- [WRITTEN REQUEST A]:
List every question in the goal exercise paragraph that begins "Having achieved the goal".

- [DOCUMENT EXCERPT]:
When I was preparing a workshop earlier this year, I tried the exercise out on myself.

I chose as a goal a project I had been putting off since 2008. Five minutes after I did the exercise, I sent the e-mail which got the project up and running, successfully, now and into the future. I have since spoken to another person for whom it had the same effect.

You’ll need pen, paper or computer for this. Begin by choosing a goal that’s important to you. Write it down. Now figure out what you could reasonably achieve within six months. Write that down.

From now on, imagine that you’ve already achieved the goal. Write down the answers to the following questions:

Having achieved the goal, how do you feel about yourself and about your world? Do you walk and talk differently? How do other people respond to you? What’s your day like? Is there anything different in your environment?

Why do you want this goal? What, in yourself or externally, would stop you achieving it?

Think about a success you’ve previously had, whether small or big. What motivated you to pursue that goal? What kept you going?

What’s the one action you need to take to get started on your goal? This will probably be a small action because it’s just getting you started. Where will you take this action? When will you take it?

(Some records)
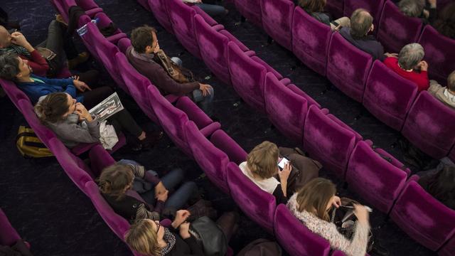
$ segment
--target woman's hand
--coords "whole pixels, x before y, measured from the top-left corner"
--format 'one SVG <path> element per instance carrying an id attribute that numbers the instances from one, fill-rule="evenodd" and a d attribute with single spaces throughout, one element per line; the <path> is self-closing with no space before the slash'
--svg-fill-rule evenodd
<path id="1" fill-rule="evenodd" d="M 185 222 L 186 219 L 190 217 L 191 213 L 188 210 L 177 210 L 177 213 L 176 213 L 176 218 L 172 222 L 172 227 L 173 228 L 177 228 L 178 226 Z"/>
<path id="2" fill-rule="evenodd" d="M 191 237 L 191 234 L 190 234 L 189 233 L 189 230 L 190 230 L 190 223 L 182 223 L 180 225 L 180 228 L 178 228 L 178 230 L 180 231 L 180 236 L 183 238 L 183 239 L 187 239 L 187 238 L 190 238 Z"/>

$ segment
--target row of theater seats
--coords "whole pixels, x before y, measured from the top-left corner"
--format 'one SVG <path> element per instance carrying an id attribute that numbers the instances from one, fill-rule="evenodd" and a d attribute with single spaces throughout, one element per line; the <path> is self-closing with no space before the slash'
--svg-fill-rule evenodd
<path id="1" fill-rule="evenodd" d="M 294 6 L 291 0 L 235 0 L 235 3 L 243 16 L 278 43 L 293 51 L 308 67 L 326 75 L 342 92 L 361 102 L 378 119 L 400 131 L 425 153 L 435 159 L 449 156 L 455 159 L 452 110 L 426 92 L 417 94 L 414 83 L 380 61 L 373 61 L 371 55 L 339 33 L 332 33 L 328 26 Z M 420 18 L 405 16 L 391 1 L 330 1 L 328 5 L 340 16 L 350 16 L 358 8 L 370 11 L 378 28 L 376 36 L 389 52 L 397 53 L 411 42 L 422 45 L 430 78 L 441 85 L 455 70 L 452 50 L 455 40 L 440 35 L 429 25 L 424 27 Z"/>
<path id="2" fill-rule="evenodd" d="M 58 1 L 55 2 L 55 4 L 61 4 L 60 2 L 58 3 Z M 81 2 L 86 3 L 86 1 Z M 58 6 L 58 4 L 55 5 Z M 71 5 L 73 4 L 69 4 L 68 6 Z M 192 9 L 196 9 L 196 8 L 193 8 Z M 63 14 L 67 12 L 68 9 L 60 11 Z M 83 18 L 90 20 L 90 18 L 88 16 L 82 16 L 80 18 L 81 20 Z M 89 24 L 88 29 L 89 32 L 83 38 L 87 46 L 89 46 L 89 43 L 92 43 L 90 45 L 91 46 L 95 46 L 95 45 L 97 46 L 98 44 L 100 46 L 103 44 L 109 46 L 109 43 L 112 44 L 106 38 L 100 36 L 99 32 L 98 36 L 94 36 L 97 41 L 90 41 L 90 39 L 89 39 L 90 35 L 97 35 L 96 32 L 97 31 L 97 29 L 95 25 L 92 23 Z M 118 41 L 119 46 L 124 46 L 123 49 L 124 49 L 125 46 L 127 46 L 127 42 L 125 42 L 125 41 L 127 41 L 127 38 Z M 100 51 L 92 52 L 92 53 L 95 55 L 100 56 L 102 61 L 106 61 L 106 58 L 109 55 L 107 55 L 107 53 L 103 53 L 104 50 L 102 49 L 103 49 L 102 47 L 97 48 L 95 48 L 94 49 L 95 50 L 97 50 Z M 115 55 L 111 55 L 111 57 L 107 58 L 107 59 L 112 60 L 114 59 L 114 58 L 120 58 L 121 59 L 122 57 L 119 56 L 122 56 L 122 55 L 118 54 L 119 53 L 119 52 L 117 49 L 117 51 L 114 53 Z M 103 55 L 105 57 L 102 58 Z M 126 60 L 124 59 L 124 56 L 123 56 L 123 60 Z M 121 61 L 119 61 L 119 63 L 120 63 Z M 131 72 L 135 71 L 129 65 L 127 62 L 124 61 L 124 64 L 128 65 L 127 67 L 129 67 Z M 114 66 L 111 66 L 111 68 L 112 67 Z M 106 65 L 106 68 L 108 70 L 109 70 L 108 65 Z M 127 70 L 128 68 L 126 66 L 123 66 L 120 68 L 120 70 L 124 69 Z M 112 73 L 113 72 L 112 70 L 110 70 L 109 73 Z M 269 75 L 272 75 L 269 74 Z M 123 76 L 127 77 L 126 75 L 124 75 Z M 144 110 L 144 112 L 147 114 L 149 114 L 151 119 L 153 119 L 154 117 L 156 118 L 156 119 L 157 119 L 159 124 L 163 126 L 163 128 L 168 134 L 169 134 L 170 137 L 174 140 L 174 142 L 181 142 L 180 144 L 176 144 L 184 151 L 187 150 L 186 152 L 187 154 L 191 154 L 191 156 L 195 158 L 203 169 L 204 169 L 204 171 L 208 174 L 210 180 L 214 181 L 216 184 L 218 184 L 219 183 L 222 184 L 223 183 L 227 184 L 227 186 L 225 186 L 224 188 L 223 188 L 222 186 L 220 186 L 225 191 L 230 192 L 230 194 L 233 196 L 234 199 L 245 213 L 264 226 L 266 230 L 268 230 L 269 232 L 274 232 L 283 246 L 291 252 L 292 255 L 300 255 L 300 252 L 309 252 L 309 254 L 310 251 L 314 252 L 314 250 L 309 250 L 318 246 L 322 248 L 321 250 L 321 255 L 328 255 L 329 249 L 327 241 L 321 240 L 321 238 L 311 233 L 303 225 L 298 225 L 299 222 L 297 220 L 291 216 L 289 211 L 287 211 L 285 208 L 283 208 L 283 206 L 277 208 L 275 206 L 274 198 L 273 197 L 262 191 L 241 174 L 237 164 L 242 159 L 245 159 L 245 155 L 246 153 L 242 150 L 239 151 L 238 149 L 240 146 L 238 144 L 225 134 L 224 132 L 218 129 L 219 124 L 210 123 L 209 124 L 204 126 L 204 124 L 200 122 L 199 123 L 199 125 L 193 124 L 191 121 L 188 120 L 188 117 L 190 117 L 190 119 L 193 117 L 193 120 L 196 123 L 198 122 L 207 122 L 208 119 L 205 118 L 207 117 L 206 116 L 203 115 L 201 117 L 201 114 L 201 114 L 201 112 L 197 107 L 191 107 L 189 110 L 186 109 L 188 112 L 185 112 L 184 110 L 182 111 L 182 107 L 184 106 L 189 105 L 191 107 L 191 104 L 192 104 L 192 102 L 191 102 L 191 101 L 190 102 L 188 102 L 188 99 L 186 100 L 186 97 L 182 97 L 181 100 L 181 98 L 177 99 L 177 107 L 174 107 L 168 100 L 166 100 L 164 97 L 159 95 L 156 88 L 151 85 L 148 80 L 139 79 L 139 80 L 141 80 L 141 82 L 143 83 L 136 83 L 138 78 L 141 78 L 141 76 L 136 73 L 133 77 L 135 77 L 135 78 L 131 78 L 132 80 L 130 80 L 125 79 L 124 81 L 125 86 L 127 87 L 127 91 L 130 92 L 132 95 L 136 98 L 136 100 L 138 101 L 138 103 L 139 103 L 139 105 L 141 105 L 141 102 L 142 102 L 143 104 L 146 105 L 145 107 L 144 107 L 144 105 L 141 105 L 141 107 L 143 107 L 143 110 Z M 65 171 L 68 174 L 70 178 L 82 191 L 90 197 L 94 205 L 97 208 L 97 210 L 100 212 L 103 219 L 119 238 L 123 238 L 123 234 L 128 228 L 128 223 L 124 219 L 116 215 L 112 211 L 110 207 L 109 207 L 102 197 L 100 195 L 97 188 L 96 187 L 96 184 L 93 183 L 93 177 L 97 176 L 100 171 L 103 167 L 113 163 L 114 160 L 110 157 L 108 152 L 102 149 L 102 147 L 99 144 L 92 145 L 90 149 L 90 151 L 89 153 L 92 164 L 91 168 L 88 168 L 80 159 L 68 150 L 68 149 L 66 149 L 55 137 L 55 134 L 53 134 L 52 132 L 47 129 L 47 128 L 42 126 L 39 122 L 38 122 L 36 115 L 33 112 L 33 107 L 25 95 L 22 93 L 23 95 L 17 97 L 18 95 L 21 93 L 21 91 L 19 91 L 13 85 L 8 85 L 4 81 L 1 81 L 1 83 L 4 87 L 9 89 L 5 90 L 9 96 L 24 114 L 26 119 L 32 128 L 35 129 L 38 137 L 55 154 L 57 159 L 59 161 L 60 164 L 62 165 Z M 132 91 L 141 90 L 142 91 L 145 91 L 146 93 L 138 95 L 137 92 L 136 92 L 136 93 L 132 92 Z M 18 101 L 15 101 L 15 99 L 18 98 L 19 99 Z M 186 102 L 188 103 L 186 103 Z M 180 106 L 181 108 L 179 108 L 178 106 Z M 149 110 L 149 113 L 147 113 L 147 109 Z M 310 110 L 315 110 L 314 111 L 316 112 L 323 112 L 323 110 L 320 110 L 318 107 L 310 107 Z M 323 119 L 326 118 L 325 117 L 328 117 L 324 114 L 324 113 L 320 115 Z M 210 121 L 211 120 L 208 121 L 208 122 L 210 122 Z M 329 119 L 329 121 L 333 122 L 331 119 Z M 204 129 L 206 128 L 206 127 L 210 126 L 218 126 L 218 128 L 210 127 L 208 129 L 208 131 L 206 129 L 207 132 L 204 132 Z M 348 129 L 346 129 L 345 132 L 346 131 L 352 132 L 352 131 L 350 131 Z M 212 136 L 210 137 L 210 141 L 209 142 L 206 137 L 210 134 L 212 134 Z M 217 136 L 216 134 L 220 135 Z M 224 139 L 226 142 L 230 142 L 217 143 L 217 138 L 220 137 L 222 138 L 222 142 L 223 142 L 223 139 Z M 188 141 L 189 139 L 195 139 L 195 141 L 190 143 Z M 198 139 L 198 141 L 197 141 L 197 139 Z M 361 139 L 361 137 L 359 139 Z M 203 143 L 205 143 L 206 146 L 201 146 L 201 145 L 203 145 Z M 230 148 L 217 151 L 217 148 L 215 147 L 214 144 L 217 144 L 219 148 L 229 145 Z M 212 147 L 210 146 L 210 145 L 212 145 Z M 186 148 L 186 146 L 187 147 Z M 366 148 L 368 150 L 371 149 L 370 146 L 367 146 Z M 203 152 L 203 150 L 207 150 L 207 149 L 213 149 L 208 150 L 208 153 L 216 152 L 216 154 L 205 154 L 201 153 Z M 230 149 L 235 149 L 235 150 L 231 151 L 233 153 L 226 154 L 227 152 L 230 152 Z M 243 155 L 239 152 L 243 152 Z M 206 158 L 204 158 L 209 157 L 207 156 L 210 156 L 210 157 L 213 158 L 214 159 L 221 159 L 219 160 L 220 164 L 210 165 L 211 163 L 217 163 L 217 161 L 211 161 L 212 159 L 208 161 Z M 223 157 L 224 156 L 228 156 L 228 159 Z M 383 159 L 378 158 L 377 155 L 372 154 L 371 156 L 373 157 L 373 156 L 376 157 L 377 161 L 382 161 L 382 164 L 387 164 L 383 161 Z M 233 162 L 229 162 L 230 161 L 232 161 Z M 225 164 L 227 162 L 229 163 L 226 165 Z M 401 164 L 400 164 L 399 166 L 401 166 Z M 364 171 L 362 170 L 362 171 Z M 405 172 L 404 173 L 405 179 L 407 174 Z M 400 182 L 401 188 L 402 188 L 404 181 L 405 180 Z M 409 186 L 407 186 L 409 187 Z M 399 193 L 400 190 L 401 189 L 398 189 L 397 193 Z M 422 191 L 420 192 L 422 193 Z M 254 203 L 252 203 L 253 202 Z M 430 201 L 430 203 L 438 202 Z M 397 203 L 396 206 L 398 204 Z M 395 208 L 397 208 L 397 207 L 395 206 Z M 441 211 L 443 210 L 441 210 Z M 438 213 L 439 213 L 439 212 L 438 212 Z M 277 218 L 279 215 L 281 217 Z M 444 218 L 446 218 L 446 216 Z M 287 223 L 291 223 L 292 225 L 287 225 Z M 275 228 L 273 228 L 274 227 L 275 227 Z M 277 227 L 280 227 L 280 228 L 277 228 Z M 294 232 L 296 230 L 296 228 L 297 228 L 298 233 L 301 233 L 301 235 L 294 238 L 308 237 L 309 238 L 303 240 L 301 239 L 296 240 L 294 241 L 290 240 L 290 237 L 287 235 L 287 235 L 286 233 L 289 233 L 290 230 L 293 230 Z M 427 226 L 427 228 L 432 230 L 433 227 Z M 418 232 L 420 232 L 420 230 Z M 442 240 L 439 240 L 439 238 L 444 235 L 445 234 L 441 235 L 436 239 L 438 240 L 438 241 L 441 241 Z M 448 238 L 444 236 L 443 239 L 445 240 L 446 238 L 448 239 Z M 319 241 L 319 242 L 315 242 L 314 243 L 310 242 L 309 244 L 306 244 L 306 242 L 310 240 Z M 451 247 L 448 247 L 448 249 L 451 248 Z"/>

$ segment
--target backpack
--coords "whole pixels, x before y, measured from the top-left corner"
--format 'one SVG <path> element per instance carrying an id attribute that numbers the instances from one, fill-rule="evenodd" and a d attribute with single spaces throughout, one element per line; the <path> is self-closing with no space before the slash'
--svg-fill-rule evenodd
<path id="1" fill-rule="evenodd" d="M 16 146 L 21 154 L 26 158 L 53 156 L 49 149 L 38 138 L 33 130 L 23 125 L 19 127 L 16 137 Z"/>

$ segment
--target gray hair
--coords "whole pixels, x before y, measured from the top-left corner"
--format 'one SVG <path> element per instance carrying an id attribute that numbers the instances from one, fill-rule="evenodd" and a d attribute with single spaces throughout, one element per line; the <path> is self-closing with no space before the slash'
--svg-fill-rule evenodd
<path id="1" fill-rule="evenodd" d="M 425 6 L 424 0 L 401 0 L 398 3 L 398 7 L 400 11 L 403 14 L 410 16 L 418 18 L 424 11 L 424 7 Z"/>
<path id="2" fill-rule="evenodd" d="M 0 78 L 14 80 L 19 73 L 21 70 L 17 54 L 7 53 L 0 55 Z"/>
<path id="3" fill-rule="evenodd" d="M 407 70 L 413 69 L 424 58 L 424 48 L 417 43 L 405 46 L 398 54 L 398 64 Z"/>

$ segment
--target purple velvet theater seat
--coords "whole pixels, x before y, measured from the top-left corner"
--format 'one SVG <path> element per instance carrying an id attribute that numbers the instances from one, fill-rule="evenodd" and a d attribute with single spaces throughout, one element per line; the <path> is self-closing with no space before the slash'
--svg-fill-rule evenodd
<path id="1" fill-rule="evenodd" d="M 213 132 L 210 142 L 215 146 L 221 149 L 229 156 L 229 160 L 237 164 L 247 160 L 247 153 L 225 131 L 219 129 Z"/>
<path id="2" fill-rule="evenodd" d="M 417 96 L 417 86 L 375 60 L 368 75 L 363 105 L 378 119 L 400 131 Z"/>
<path id="3" fill-rule="evenodd" d="M 411 107 L 401 131 L 414 145 L 440 159 L 455 144 L 455 111 L 427 91 Z"/>
<path id="4" fill-rule="evenodd" d="M 272 234 L 275 197 L 251 181 L 235 163 L 228 164 L 228 184 L 232 199 L 245 214 Z"/>
<path id="5" fill-rule="evenodd" d="M 292 52 L 307 67 L 322 75 L 326 75 L 331 35 L 329 26 L 296 7 L 292 21 Z"/>
<path id="6" fill-rule="evenodd" d="M 419 43 L 425 49 L 430 78 L 446 85 L 449 74 L 455 70 L 455 40 L 441 35 L 429 25 L 424 28 Z"/>
<path id="7" fill-rule="evenodd" d="M 234 0 L 237 10 L 249 21 L 262 26 L 260 0 Z"/>
<path id="8" fill-rule="evenodd" d="M 407 173 L 402 166 L 394 166 L 367 142 L 359 142 L 348 164 L 346 181 L 350 190 L 387 213 L 406 183 Z"/>
<path id="9" fill-rule="evenodd" d="M 333 33 L 328 47 L 327 78 L 346 95 L 361 102 L 373 57 Z"/>
<path id="10" fill-rule="evenodd" d="M 226 169 L 229 163 L 228 155 L 207 139 L 194 122 L 187 122 L 185 131 L 193 157 L 200 169 L 215 186 L 229 194 L 226 178 Z"/>
<path id="11" fill-rule="evenodd" d="M 360 138 L 341 125 L 341 121 L 326 115 L 328 112 L 315 105 L 309 107 L 304 128 L 304 149 L 326 169 L 344 178 L 349 157 Z"/>
<path id="12" fill-rule="evenodd" d="M 291 0 L 261 0 L 262 28 L 277 43 L 292 50 Z"/>
<path id="13" fill-rule="evenodd" d="M 328 241 L 309 230 L 284 204 L 277 207 L 274 218 L 277 240 L 291 256 L 326 256 Z"/>
<path id="14" fill-rule="evenodd" d="M 150 10 L 154 14 L 155 18 L 168 32 L 173 34 L 172 24 L 168 14 L 168 8 L 166 5 L 166 1 L 167 0 L 148 0 L 149 6 L 150 6 Z"/>
<path id="15" fill-rule="evenodd" d="M 308 112 L 306 100 L 280 82 L 271 73 L 266 75 L 264 97 L 270 122 L 284 136 L 301 142 Z"/>
<path id="16" fill-rule="evenodd" d="M 410 178 L 392 209 L 392 220 L 412 238 L 434 251 L 455 234 L 455 210 L 427 193 Z"/>
<path id="17" fill-rule="evenodd" d="M 378 28 L 385 1 L 387 0 L 344 0 L 344 16 L 350 18 L 354 11 L 359 8 L 364 9 L 371 14 L 375 28 Z M 377 32 L 373 31 L 375 33 Z"/>
<path id="18" fill-rule="evenodd" d="M 419 40 L 422 28 L 422 19 L 405 16 L 392 1 L 387 1 L 379 21 L 377 38 L 386 51 L 399 53 L 405 45 Z"/>

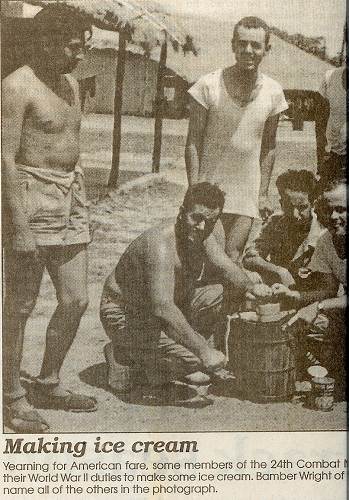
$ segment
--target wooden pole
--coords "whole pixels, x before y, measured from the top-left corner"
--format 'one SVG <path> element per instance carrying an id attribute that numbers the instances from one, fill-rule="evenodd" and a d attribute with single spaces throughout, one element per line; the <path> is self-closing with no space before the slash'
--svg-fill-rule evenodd
<path id="1" fill-rule="evenodd" d="M 114 130 L 113 130 L 113 156 L 109 175 L 108 187 L 115 188 L 118 184 L 121 148 L 121 112 L 122 90 L 126 65 L 126 34 L 119 31 L 119 50 L 116 67 L 115 96 L 114 96 Z"/>
<path id="2" fill-rule="evenodd" d="M 156 81 L 156 97 L 155 97 L 155 126 L 154 126 L 154 149 L 152 172 L 160 171 L 161 157 L 161 135 L 162 135 L 162 119 L 164 111 L 164 75 L 166 70 L 167 58 L 167 39 L 161 45 L 159 69 Z"/>

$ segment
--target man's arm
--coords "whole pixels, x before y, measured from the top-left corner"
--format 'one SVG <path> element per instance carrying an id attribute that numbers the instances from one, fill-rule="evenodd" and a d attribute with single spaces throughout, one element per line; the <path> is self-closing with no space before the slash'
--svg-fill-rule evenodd
<path id="1" fill-rule="evenodd" d="M 275 253 L 277 249 L 281 236 L 278 228 L 280 223 L 277 216 L 272 217 L 267 222 L 254 244 L 246 250 L 243 264 L 246 269 L 259 273 L 265 283 L 278 281 L 285 286 L 291 286 L 294 285 L 295 281 L 288 269 L 267 260 L 270 254 L 273 251 Z M 282 236 L 286 238 L 287 234 Z"/>
<path id="2" fill-rule="evenodd" d="M 279 114 L 269 117 L 265 122 L 263 130 L 261 153 L 259 158 L 261 167 L 261 186 L 259 191 L 261 212 L 271 212 L 268 203 L 268 190 L 275 163 L 276 132 L 279 117 Z"/>
<path id="3" fill-rule="evenodd" d="M 321 165 L 324 161 L 324 156 L 326 153 L 326 128 L 328 118 L 330 116 L 330 105 L 327 99 L 325 99 L 321 94 L 316 94 L 315 100 L 315 135 L 316 135 L 316 154 L 317 154 L 317 164 L 318 173 L 321 171 Z"/>
<path id="4" fill-rule="evenodd" d="M 187 143 L 185 146 L 185 165 L 188 184 L 192 186 L 199 179 L 202 143 L 206 128 L 207 110 L 193 97 L 190 97 L 190 114 Z"/>
<path id="5" fill-rule="evenodd" d="M 25 89 L 18 88 L 13 76 L 9 75 L 2 84 L 2 183 L 4 200 L 10 210 L 14 227 L 13 249 L 22 253 L 36 250 L 23 209 L 20 179 L 15 163 L 27 105 Z"/>
<path id="6" fill-rule="evenodd" d="M 174 302 L 174 243 L 157 241 L 150 245 L 147 255 L 147 280 L 152 313 L 171 327 L 171 338 L 198 356 L 207 369 L 222 367 L 224 355 L 208 346 L 205 338 L 193 330 Z"/>
<path id="7" fill-rule="evenodd" d="M 294 278 L 290 271 L 282 266 L 277 266 L 272 262 L 263 259 L 258 253 L 251 252 L 244 257 L 244 267 L 250 271 L 255 271 L 261 275 L 265 283 L 275 283 L 280 281 L 285 286 L 295 284 Z"/>
<path id="8" fill-rule="evenodd" d="M 285 296 L 292 307 L 298 309 L 314 302 L 335 298 L 338 291 L 338 280 L 330 273 L 313 273 L 311 278 L 316 288 L 307 291 L 289 290 L 283 285 L 273 285 L 276 295 Z"/>
<path id="9" fill-rule="evenodd" d="M 219 244 L 218 235 L 215 234 L 219 230 L 218 224 L 219 222 L 210 236 L 205 240 L 204 246 L 208 261 L 215 267 L 219 278 L 223 283 L 230 285 L 241 296 L 244 296 L 248 292 L 256 296 L 265 296 L 265 293 L 268 295 L 268 287 L 255 285 L 243 269 L 225 253 L 224 248 Z"/>

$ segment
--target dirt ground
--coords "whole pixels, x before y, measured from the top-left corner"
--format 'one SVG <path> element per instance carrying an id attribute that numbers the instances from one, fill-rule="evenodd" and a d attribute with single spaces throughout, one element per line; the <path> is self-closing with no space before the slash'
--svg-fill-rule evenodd
<path id="1" fill-rule="evenodd" d="M 99 321 L 99 299 L 105 277 L 128 243 L 146 228 L 176 214 L 184 187 L 160 183 L 134 189 L 92 206 L 93 242 L 89 255 L 90 305 L 77 338 L 62 369 L 64 385 L 91 394 L 98 411 L 73 414 L 42 411 L 51 431 L 287 431 L 337 430 L 346 427 L 346 405 L 338 403 L 330 413 L 303 407 L 302 400 L 255 404 L 232 397 L 213 396 L 214 405 L 204 409 L 153 407 L 128 404 L 112 394 L 106 385 L 103 347 L 106 335 Z M 52 285 L 45 276 L 41 294 L 29 321 L 23 359 L 23 373 L 36 375 L 40 369 L 45 328 L 55 307 Z"/>

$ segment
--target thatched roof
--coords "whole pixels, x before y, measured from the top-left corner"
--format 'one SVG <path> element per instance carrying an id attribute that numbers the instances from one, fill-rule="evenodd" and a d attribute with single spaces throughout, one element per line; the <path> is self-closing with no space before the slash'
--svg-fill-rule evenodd
<path id="1" fill-rule="evenodd" d="M 214 20 L 203 16 L 177 16 L 184 27 L 190 27 L 198 41 L 198 57 L 188 54 L 179 58 L 169 50 L 169 67 L 188 82 L 201 75 L 234 63 L 231 38 L 236 19 Z M 304 52 L 275 35 L 271 35 L 271 51 L 261 70 L 277 80 L 284 89 L 317 90 L 326 70 L 333 68 L 326 61 Z"/>
<path id="2" fill-rule="evenodd" d="M 32 5 L 59 4 L 76 9 L 91 19 L 92 24 L 111 31 L 124 30 L 129 40 L 149 52 L 161 45 L 165 37 L 177 52 L 196 54 L 190 32 L 185 32 L 163 5 L 147 0 L 26 0 Z"/>

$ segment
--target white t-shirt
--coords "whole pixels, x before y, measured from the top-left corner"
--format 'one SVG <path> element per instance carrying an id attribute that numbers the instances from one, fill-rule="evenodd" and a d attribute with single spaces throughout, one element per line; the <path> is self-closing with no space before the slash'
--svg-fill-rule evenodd
<path id="1" fill-rule="evenodd" d="M 326 71 L 319 93 L 330 103 L 330 116 L 327 122 L 327 150 L 339 155 L 347 151 L 347 111 L 346 90 L 342 83 L 344 68 Z"/>
<path id="2" fill-rule="evenodd" d="M 318 239 L 309 268 L 313 272 L 332 274 L 346 289 L 347 259 L 341 259 L 338 256 L 328 231 Z"/>
<path id="3" fill-rule="evenodd" d="M 225 212 L 259 217 L 259 156 L 266 120 L 287 109 L 281 86 L 264 74 L 260 90 L 246 106 L 235 103 L 223 70 L 201 77 L 190 95 L 208 110 L 199 182 L 218 184 L 226 193 Z"/>

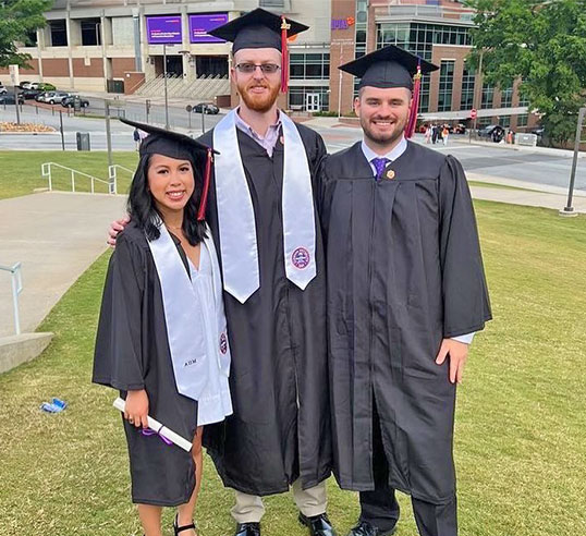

- [WRITTEN REQUEST B]:
Format everything from the start of the entries down to the line containing "191 237 L 191" as a numbered list, with both ends included. Skip blank lines and leave out the pictures.

- [FULL OUTPUT A]:
- Having achieved the goal, how do you feel about yourself and about your world?
- Do you walk and talk differently?
- How do other people respond to you?
- What's your day like?
- Is there anything different in your environment?

- [FULL OUTPUT B]:
1. $ segment
2. --target woman's hand
3. --coords "whole pixels, x before y, measured from the top-left corner"
4. --format 'one SVG <path> element per instance carrying an id attribute that numbers the instances from one, fill-rule="evenodd" and a d attribute with single spaces throughout, one element per line; the <path> is self-closing with no space before the slash'
5. --svg-fill-rule evenodd
6. <path id="1" fill-rule="evenodd" d="M 185 222 L 186 219 L 190 217 L 191 213 L 188 210 L 177 210 L 177 213 L 176 213 L 176 218 L 172 222 L 172 227 L 173 228 L 177 228 L 178 226 Z"/>
7. <path id="2" fill-rule="evenodd" d="M 191 237 L 191 234 L 190 234 L 189 233 L 189 230 L 190 230 L 190 223 L 182 223 L 180 225 L 180 228 L 178 228 L 178 230 L 180 231 L 180 236 L 183 238 L 183 239 L 187 239 L 187 238 L 190 238 Z"/>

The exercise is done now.